EXERCISE INSTRUCTIONS: Which lines in the records below contain the word "forest"? Pull out every one of them and copy each line in full.

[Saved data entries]

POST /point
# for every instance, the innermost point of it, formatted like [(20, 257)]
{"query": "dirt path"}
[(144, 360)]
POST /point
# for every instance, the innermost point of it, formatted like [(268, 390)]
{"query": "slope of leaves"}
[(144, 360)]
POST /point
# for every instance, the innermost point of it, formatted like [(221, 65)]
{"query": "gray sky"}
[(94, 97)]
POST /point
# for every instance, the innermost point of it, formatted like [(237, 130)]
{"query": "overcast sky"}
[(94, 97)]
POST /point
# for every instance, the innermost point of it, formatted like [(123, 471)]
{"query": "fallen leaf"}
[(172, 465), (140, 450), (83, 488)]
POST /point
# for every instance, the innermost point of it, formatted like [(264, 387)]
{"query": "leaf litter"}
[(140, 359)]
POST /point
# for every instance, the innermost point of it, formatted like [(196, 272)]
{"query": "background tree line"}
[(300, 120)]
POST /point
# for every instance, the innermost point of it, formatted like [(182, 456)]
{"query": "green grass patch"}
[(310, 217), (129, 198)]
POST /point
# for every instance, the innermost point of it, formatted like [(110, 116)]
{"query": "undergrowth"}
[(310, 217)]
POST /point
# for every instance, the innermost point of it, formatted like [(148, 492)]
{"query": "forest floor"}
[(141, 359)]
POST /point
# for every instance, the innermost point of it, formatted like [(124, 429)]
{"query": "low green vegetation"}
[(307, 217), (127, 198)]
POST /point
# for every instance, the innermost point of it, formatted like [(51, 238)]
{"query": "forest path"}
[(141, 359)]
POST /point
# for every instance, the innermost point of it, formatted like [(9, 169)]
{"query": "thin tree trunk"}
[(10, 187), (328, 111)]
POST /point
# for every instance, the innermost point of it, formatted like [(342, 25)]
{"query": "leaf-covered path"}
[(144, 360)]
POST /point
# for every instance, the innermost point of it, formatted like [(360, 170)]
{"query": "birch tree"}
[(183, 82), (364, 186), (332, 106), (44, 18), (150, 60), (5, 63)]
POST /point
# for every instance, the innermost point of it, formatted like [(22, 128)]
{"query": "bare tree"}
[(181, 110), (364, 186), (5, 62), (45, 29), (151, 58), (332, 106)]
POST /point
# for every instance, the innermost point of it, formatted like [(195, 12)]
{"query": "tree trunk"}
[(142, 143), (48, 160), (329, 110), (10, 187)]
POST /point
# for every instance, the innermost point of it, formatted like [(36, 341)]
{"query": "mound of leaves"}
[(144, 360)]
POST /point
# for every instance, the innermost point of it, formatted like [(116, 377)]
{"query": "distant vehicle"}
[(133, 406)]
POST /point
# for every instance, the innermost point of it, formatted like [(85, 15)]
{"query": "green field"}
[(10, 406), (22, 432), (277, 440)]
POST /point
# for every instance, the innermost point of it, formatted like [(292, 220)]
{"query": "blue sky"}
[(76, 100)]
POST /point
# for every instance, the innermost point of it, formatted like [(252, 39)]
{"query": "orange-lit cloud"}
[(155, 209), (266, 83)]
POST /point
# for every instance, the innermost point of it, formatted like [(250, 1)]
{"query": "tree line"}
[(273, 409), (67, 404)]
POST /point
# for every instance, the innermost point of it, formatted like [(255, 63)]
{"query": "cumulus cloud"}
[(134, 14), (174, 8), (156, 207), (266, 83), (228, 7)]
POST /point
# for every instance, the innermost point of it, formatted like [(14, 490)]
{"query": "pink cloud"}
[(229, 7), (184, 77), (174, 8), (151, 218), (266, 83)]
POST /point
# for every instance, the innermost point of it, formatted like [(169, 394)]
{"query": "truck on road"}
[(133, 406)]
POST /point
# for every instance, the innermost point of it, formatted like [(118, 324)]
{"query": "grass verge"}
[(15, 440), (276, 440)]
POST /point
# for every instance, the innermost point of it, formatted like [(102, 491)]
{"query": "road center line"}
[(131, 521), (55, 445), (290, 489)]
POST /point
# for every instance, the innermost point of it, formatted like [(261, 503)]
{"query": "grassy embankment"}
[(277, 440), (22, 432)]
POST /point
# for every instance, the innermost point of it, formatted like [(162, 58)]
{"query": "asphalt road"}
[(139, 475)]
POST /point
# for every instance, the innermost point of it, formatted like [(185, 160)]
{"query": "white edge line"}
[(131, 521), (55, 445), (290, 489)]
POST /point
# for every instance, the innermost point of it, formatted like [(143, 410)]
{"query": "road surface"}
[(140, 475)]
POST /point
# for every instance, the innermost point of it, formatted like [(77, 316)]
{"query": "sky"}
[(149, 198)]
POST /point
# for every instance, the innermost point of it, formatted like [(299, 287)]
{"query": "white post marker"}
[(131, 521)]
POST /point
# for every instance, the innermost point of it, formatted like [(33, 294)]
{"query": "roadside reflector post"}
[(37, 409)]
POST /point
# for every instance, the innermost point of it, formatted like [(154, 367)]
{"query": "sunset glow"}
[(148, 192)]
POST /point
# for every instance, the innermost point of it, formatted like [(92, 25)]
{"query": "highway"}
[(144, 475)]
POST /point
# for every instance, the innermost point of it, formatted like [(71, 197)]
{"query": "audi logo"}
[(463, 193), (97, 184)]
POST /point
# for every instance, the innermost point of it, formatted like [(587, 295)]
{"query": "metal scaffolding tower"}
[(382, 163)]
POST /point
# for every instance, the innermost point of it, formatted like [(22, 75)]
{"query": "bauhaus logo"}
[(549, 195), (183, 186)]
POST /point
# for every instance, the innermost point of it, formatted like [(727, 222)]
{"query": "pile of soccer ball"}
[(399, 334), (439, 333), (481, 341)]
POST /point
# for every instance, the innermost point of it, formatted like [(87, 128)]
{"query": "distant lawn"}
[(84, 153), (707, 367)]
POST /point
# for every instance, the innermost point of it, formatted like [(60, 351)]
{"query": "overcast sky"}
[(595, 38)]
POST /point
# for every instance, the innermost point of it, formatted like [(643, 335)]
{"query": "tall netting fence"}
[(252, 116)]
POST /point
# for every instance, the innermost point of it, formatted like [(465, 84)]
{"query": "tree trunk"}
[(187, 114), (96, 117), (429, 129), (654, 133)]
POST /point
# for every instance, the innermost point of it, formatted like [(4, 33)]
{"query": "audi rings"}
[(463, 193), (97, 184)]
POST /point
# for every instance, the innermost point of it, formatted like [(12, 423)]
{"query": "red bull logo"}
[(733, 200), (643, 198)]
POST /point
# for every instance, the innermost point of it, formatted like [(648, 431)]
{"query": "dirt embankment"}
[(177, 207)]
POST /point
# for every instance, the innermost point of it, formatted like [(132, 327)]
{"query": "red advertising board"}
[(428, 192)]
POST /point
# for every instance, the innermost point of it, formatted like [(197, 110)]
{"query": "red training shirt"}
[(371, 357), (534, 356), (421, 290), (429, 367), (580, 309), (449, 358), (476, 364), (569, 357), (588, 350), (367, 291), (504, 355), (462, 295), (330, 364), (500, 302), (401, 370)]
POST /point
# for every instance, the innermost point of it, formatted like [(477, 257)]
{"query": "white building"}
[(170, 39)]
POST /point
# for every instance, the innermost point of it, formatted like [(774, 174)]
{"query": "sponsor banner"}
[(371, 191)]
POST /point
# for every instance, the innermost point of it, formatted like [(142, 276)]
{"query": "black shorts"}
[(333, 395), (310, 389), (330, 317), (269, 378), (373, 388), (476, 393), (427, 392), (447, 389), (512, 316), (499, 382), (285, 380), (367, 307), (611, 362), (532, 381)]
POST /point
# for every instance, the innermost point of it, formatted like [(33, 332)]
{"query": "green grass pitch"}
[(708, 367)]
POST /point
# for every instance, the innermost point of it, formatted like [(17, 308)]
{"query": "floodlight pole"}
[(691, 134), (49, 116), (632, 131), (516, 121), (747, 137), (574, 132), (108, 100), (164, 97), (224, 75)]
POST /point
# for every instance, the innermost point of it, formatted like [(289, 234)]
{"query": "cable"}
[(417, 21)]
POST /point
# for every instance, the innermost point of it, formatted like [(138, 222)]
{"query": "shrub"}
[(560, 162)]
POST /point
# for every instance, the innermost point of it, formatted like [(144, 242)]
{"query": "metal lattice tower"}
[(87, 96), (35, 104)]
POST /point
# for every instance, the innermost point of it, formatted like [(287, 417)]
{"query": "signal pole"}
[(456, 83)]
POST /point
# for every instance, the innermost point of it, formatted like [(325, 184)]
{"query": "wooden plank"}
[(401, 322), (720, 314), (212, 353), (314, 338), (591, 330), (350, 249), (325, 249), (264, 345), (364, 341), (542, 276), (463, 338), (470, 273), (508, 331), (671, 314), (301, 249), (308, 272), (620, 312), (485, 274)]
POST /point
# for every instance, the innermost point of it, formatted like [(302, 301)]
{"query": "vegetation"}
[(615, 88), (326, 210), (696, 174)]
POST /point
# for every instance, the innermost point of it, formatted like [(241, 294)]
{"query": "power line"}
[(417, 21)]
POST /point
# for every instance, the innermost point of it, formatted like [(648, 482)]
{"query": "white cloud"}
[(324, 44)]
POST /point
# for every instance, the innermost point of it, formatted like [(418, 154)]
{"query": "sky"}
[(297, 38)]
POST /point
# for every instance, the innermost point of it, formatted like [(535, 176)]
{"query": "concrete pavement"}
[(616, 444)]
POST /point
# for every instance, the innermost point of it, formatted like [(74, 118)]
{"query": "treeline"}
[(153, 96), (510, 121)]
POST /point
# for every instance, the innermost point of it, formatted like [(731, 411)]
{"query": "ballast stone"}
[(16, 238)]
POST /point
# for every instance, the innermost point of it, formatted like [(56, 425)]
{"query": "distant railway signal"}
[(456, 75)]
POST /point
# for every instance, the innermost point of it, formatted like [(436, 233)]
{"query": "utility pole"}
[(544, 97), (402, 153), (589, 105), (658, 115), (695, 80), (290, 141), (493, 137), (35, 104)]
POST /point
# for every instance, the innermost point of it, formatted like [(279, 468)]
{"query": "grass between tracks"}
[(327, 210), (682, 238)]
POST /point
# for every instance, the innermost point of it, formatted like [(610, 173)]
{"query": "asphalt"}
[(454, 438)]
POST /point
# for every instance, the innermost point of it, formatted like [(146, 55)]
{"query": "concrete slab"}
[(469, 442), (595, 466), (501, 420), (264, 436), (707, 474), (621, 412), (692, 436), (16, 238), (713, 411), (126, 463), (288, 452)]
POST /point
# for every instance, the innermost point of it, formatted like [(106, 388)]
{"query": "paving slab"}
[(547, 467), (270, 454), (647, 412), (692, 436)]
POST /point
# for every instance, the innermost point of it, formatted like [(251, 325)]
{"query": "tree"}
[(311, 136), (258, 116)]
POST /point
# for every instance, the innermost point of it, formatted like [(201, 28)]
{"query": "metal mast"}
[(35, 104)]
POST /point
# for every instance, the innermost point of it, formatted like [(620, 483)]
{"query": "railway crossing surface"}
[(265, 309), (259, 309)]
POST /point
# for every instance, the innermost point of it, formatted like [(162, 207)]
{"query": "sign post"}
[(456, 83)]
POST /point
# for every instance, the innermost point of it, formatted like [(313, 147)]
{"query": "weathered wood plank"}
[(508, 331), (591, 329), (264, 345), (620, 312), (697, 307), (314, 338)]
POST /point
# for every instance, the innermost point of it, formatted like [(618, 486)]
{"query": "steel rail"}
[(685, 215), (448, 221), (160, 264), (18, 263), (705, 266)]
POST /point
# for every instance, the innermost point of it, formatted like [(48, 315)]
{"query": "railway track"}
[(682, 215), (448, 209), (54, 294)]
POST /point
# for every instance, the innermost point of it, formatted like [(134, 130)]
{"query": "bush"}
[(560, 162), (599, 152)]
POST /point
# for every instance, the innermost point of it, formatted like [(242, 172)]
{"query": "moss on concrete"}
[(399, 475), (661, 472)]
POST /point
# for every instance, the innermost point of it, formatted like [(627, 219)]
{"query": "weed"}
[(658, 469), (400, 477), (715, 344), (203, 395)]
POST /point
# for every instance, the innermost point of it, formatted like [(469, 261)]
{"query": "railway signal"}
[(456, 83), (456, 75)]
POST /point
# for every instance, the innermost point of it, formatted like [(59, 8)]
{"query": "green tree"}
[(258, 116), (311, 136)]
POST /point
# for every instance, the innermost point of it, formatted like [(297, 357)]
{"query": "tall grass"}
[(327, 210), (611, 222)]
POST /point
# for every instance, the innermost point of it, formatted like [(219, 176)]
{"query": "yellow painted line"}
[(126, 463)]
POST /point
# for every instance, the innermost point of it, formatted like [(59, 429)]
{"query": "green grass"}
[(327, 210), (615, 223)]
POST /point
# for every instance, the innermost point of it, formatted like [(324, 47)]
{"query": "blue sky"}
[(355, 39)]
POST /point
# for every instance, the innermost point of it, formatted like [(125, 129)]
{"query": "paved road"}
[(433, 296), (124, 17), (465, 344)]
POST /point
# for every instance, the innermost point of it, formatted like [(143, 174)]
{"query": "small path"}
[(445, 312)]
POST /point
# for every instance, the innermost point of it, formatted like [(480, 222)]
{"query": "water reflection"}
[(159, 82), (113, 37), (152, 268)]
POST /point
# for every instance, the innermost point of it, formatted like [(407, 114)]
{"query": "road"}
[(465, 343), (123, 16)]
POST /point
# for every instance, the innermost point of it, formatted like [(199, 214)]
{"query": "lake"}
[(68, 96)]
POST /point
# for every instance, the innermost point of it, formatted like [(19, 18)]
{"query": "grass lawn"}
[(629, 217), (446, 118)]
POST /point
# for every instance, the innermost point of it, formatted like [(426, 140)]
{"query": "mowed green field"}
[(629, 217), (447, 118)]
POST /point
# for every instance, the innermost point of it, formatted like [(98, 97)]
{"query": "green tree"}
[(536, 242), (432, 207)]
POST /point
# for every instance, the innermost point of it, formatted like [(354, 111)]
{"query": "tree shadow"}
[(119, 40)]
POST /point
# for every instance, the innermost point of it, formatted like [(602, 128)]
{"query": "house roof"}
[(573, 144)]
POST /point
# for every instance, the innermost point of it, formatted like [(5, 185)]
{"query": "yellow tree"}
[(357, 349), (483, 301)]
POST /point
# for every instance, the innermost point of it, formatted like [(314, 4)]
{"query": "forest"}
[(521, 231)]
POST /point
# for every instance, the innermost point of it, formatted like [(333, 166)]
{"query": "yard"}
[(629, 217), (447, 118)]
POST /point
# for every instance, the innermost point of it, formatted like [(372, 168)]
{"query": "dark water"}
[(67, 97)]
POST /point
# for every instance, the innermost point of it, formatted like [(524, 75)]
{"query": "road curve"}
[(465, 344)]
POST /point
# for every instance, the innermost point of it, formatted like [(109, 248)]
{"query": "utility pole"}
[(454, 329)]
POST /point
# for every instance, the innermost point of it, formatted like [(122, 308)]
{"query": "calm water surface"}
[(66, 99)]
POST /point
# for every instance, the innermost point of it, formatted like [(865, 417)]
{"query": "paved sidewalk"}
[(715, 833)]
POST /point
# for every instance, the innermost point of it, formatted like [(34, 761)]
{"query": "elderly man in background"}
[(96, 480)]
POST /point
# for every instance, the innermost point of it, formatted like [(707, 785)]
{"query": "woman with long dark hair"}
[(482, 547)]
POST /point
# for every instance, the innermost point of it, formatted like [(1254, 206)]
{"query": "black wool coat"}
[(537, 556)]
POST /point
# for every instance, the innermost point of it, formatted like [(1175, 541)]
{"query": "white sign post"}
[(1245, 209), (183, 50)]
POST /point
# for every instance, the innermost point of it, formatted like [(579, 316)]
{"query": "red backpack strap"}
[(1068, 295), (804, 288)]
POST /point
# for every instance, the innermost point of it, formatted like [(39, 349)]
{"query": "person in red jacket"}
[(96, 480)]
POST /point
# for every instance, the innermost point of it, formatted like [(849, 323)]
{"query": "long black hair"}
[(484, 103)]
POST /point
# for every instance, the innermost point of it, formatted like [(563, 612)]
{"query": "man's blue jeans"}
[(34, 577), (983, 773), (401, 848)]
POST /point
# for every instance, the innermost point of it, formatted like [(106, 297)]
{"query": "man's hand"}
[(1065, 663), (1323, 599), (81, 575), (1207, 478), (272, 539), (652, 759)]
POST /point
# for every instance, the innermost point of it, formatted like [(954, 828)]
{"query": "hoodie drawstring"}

EXERCISE ANSWER:
{"query": "forest floor"}
{"query": "forest path"}
{"query": "forest"}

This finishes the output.